** Selected passage follows **
The following events occurred which resulted in a change of control
of the Company and a change in the officers and directors of the Company:
On August 31, 2011 the Company redeemed an aggregate of 18,500,000
of the then 20,000,000 shares of outstanding stock at a redemption price
of $0.0001 per share for an aggregate redemption price of $1,850.
The then officers and directors of the Company resigned and Gary
Riccio was elected as the director of the Company and appointed president
and secretary of the Company.
The Company then issued 3,000,000 shares of its common stock pursuant
to Section 4(2) of the Securities Act of 1933 for an aggregate of
4,500,000 shares outstanding.
The Company intends to provide engineering consulting services to
major biotech and pharmaceutical companies in the life sciences industry.
The Company intends to take its clients manufacturing goals from concept
to FDA approval and market realization. The Company anticipates that it
will assist in the design of the process used to manufacture a client's
product, typically pharmaceuticals, will procure and install the
requisite manufacturing equipment and will validate the process and
ready the system for FDA approval.
The Company may enter into a business combination with an existing
company. A combination will normally take the form of a merger, stock-for-
stock exchange or stock-for-assets exchange. In most instances the target
company will wish to structure the business combination to be within the
definition of a tax-free reorganization under Section 351 or Section 368
of the Internal Revenue Code of 1986, as amended. The Company has not
entered into any agreements or contracts as of the date of this report for
any such business combination.
As of September 30, 2011, the Company has not generated revenues
and has no income or cash flows from operations since inception. The
continuation of the Company as a going concern is dependent upon financial
support from its stockholders, its ability to obtain necessary equity
financing to continue operations, to successfully locate and negotiate
with a business entity for the combination of that target company with
the Company.
In February 2010, the FASB issued ASU 2010-09, "Subsequent Events
(Topic 855): Amendments to Certain Recognition and Disclosure
Requirements." This update addresses both the interaction of the
requirements of Topic 855, Subsequent Events, with the SEC's reporting
requirements and the intended breadth of the reissuance disclosures
provision related to subsequent events (paragraph 855-10-50-4). The
amendments in this update have the potential to change reporting by both
private and public entities, however, the nature of the change may vary
depending on facts and circumstances. The adoption of ASU 2010-09
did not have a material impact on the Company's results of operations
or financial condition.
ITEM 3. Quantitative and Qualitative Disclosures About Market Risk.
Information not required to be filed by Smaller reporting companies.
ITEM 4. Controls and Procedures.
** End of Selected passage **
** Excerpted data follows **
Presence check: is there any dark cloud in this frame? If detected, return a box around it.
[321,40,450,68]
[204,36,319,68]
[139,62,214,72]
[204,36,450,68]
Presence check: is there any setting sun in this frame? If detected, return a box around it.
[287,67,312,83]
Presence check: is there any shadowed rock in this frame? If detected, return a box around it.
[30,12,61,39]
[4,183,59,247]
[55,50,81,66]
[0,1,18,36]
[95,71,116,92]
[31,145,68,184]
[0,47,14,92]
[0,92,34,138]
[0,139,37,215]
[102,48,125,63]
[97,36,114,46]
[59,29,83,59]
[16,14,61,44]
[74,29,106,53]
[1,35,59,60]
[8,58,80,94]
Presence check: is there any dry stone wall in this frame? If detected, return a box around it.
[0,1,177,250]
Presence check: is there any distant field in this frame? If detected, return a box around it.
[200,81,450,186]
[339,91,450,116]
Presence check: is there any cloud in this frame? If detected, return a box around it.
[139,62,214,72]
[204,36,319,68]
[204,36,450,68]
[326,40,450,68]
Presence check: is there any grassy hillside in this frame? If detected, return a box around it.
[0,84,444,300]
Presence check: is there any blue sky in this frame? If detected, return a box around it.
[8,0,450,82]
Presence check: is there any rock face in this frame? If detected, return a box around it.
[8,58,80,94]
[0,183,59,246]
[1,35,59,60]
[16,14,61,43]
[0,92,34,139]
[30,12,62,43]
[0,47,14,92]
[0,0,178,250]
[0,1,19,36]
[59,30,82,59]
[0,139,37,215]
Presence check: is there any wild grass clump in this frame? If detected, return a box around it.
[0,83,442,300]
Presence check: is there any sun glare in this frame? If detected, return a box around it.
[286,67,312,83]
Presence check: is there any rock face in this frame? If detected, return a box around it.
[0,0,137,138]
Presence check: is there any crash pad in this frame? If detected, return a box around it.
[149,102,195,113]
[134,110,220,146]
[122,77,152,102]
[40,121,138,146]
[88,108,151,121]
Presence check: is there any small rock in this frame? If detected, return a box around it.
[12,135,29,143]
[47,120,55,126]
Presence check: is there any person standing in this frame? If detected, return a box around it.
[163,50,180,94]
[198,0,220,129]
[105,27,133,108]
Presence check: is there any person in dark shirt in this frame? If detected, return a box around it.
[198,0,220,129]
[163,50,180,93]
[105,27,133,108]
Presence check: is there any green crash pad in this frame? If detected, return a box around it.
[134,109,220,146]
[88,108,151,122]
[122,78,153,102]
** End of Excerpted data **
- [Exercise]:
Change "president" to "chief executive officer" in the part of the text that begins at the words "The then officers" and stops after "of the Company.", and write out that part with the change. Work only from the text above.

- [Answer to this task]:
The then officers and directors of the Company resigned and Gary
Riccio was elected as the director of the Company and appointed chief executive officer
and secretary of the Company.